(Coordinate annotation entries)
** Begin **

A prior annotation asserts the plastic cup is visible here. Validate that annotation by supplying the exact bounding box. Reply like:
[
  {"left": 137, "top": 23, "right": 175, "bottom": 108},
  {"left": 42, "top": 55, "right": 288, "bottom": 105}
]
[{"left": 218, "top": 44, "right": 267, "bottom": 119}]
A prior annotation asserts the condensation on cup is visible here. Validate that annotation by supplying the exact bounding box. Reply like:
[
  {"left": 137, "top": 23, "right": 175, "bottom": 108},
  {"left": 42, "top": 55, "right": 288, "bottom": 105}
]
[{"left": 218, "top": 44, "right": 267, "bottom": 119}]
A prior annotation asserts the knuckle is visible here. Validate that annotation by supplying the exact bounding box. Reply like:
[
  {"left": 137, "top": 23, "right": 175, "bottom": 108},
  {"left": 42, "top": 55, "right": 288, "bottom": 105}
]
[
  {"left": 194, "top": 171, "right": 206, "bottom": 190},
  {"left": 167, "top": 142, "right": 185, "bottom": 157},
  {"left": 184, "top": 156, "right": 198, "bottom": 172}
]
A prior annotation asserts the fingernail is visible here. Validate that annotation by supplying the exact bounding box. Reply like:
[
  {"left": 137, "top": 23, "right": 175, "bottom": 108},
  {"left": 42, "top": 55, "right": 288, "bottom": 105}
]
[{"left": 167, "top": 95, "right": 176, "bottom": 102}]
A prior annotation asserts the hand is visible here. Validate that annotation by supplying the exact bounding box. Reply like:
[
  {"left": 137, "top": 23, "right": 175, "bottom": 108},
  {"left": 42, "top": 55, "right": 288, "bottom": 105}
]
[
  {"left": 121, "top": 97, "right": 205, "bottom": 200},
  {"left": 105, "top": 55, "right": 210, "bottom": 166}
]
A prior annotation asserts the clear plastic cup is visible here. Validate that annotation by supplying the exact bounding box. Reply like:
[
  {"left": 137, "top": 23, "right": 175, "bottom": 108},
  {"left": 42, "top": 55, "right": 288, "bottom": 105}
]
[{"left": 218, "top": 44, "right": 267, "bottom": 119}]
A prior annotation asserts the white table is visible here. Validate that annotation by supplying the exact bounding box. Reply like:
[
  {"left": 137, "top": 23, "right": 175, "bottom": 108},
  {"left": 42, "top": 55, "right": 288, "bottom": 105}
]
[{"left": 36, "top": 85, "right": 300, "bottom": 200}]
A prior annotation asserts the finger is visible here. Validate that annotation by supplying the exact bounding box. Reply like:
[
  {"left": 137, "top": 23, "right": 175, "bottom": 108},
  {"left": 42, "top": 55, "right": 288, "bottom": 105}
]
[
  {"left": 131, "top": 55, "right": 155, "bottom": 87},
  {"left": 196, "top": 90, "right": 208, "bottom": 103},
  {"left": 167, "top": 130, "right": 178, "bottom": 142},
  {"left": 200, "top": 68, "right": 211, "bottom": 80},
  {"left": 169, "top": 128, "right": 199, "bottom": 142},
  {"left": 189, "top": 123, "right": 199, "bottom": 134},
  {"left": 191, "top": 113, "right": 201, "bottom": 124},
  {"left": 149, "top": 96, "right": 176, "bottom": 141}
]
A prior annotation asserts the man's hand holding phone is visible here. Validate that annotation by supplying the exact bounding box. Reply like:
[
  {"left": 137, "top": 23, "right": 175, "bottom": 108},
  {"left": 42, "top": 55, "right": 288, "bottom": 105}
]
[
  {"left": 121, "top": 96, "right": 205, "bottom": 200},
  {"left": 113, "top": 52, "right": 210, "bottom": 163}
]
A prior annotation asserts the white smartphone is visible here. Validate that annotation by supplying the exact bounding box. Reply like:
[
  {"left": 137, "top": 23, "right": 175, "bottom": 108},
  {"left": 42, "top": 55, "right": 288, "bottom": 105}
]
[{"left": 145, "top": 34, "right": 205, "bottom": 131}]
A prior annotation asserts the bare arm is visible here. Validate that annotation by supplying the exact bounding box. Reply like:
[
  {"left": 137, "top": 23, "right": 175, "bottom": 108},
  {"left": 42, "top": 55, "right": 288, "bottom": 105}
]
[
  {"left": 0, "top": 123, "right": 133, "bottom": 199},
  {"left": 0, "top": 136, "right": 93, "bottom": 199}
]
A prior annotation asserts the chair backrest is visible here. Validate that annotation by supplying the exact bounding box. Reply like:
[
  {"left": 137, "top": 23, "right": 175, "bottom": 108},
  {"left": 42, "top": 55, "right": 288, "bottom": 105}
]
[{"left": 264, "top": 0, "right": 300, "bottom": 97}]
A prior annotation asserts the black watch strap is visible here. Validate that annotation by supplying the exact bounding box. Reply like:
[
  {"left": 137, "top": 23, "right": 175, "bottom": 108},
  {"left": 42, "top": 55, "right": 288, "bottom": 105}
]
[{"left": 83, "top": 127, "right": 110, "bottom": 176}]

** End **

*TASK OBJECTIVE*: How many lines of the material above contain the word "hand"? Reply with the number alone.

*EXERCISE RESULT*: 2